Exercise aim :: Your reply should repeat, exactly, the line containing "Query: person in orange jacket" and the rest of the material after it.

[Data to process]

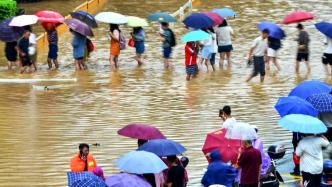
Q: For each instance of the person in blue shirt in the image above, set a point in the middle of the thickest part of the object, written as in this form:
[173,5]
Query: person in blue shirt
[219,172]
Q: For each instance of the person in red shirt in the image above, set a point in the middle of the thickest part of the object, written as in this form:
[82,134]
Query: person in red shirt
[191,59]
[250,161]
[83,161]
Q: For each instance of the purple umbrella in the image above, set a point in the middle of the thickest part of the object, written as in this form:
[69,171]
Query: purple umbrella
[140,131]
[8,33]
[80,27]
[126,180]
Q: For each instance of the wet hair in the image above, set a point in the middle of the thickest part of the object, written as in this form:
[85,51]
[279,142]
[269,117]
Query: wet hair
[171,158]
[224,23]
[227,110]
[82,146]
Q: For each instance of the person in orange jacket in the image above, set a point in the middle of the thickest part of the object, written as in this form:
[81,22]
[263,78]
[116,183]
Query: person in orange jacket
[82,161]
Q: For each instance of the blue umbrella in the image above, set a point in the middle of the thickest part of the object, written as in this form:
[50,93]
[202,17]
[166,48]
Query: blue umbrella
[294,105]
[325,28]
[275,30]
[85,17]
[163,147]
[225,12]
[8,33]
[198,21]
[140,162]
[84,179]
[194,36]
[303,124]
[308,88]
[322,102]
[161,17]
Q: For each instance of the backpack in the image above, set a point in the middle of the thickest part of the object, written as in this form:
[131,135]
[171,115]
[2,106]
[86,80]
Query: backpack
[122,41]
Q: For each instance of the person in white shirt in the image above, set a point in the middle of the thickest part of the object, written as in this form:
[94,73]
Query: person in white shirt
[311,159]
[224,37]
[327,56]
[258,53]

[/Data to process]

Written response ::
Query: person in orange jacket
[82,161]
Q: For each instance of the blue umbrella in the image above, set a point in the middle of the thickest part of the object, written as in this form:
[50,93]
[202,17]
[166,48]
Query: blue umbrella
[294,105]
[325,28]
[275,30]
[85,17]
[163,147]
[225,12]
[8,33]
[198,21]
[140,162]
[84,179]
[194,36]
[303,124]
[308,88]
[322,102]
[161,17]
Q: For each instance of the backpack in the image above, set a point in the middle of the thickest part of the object, written as in this form:
[131,135]
[171,115]
[2,106]
[86,80]
Query: backpack
[122,41]
Q: For each instance of the person in white shirt in the image above, set a point in the middle of the thickest part of the object, written as in this form:
[94,73]
Query: person in white shirt
[311,159]
[224,37]
[327,56]
[258,53]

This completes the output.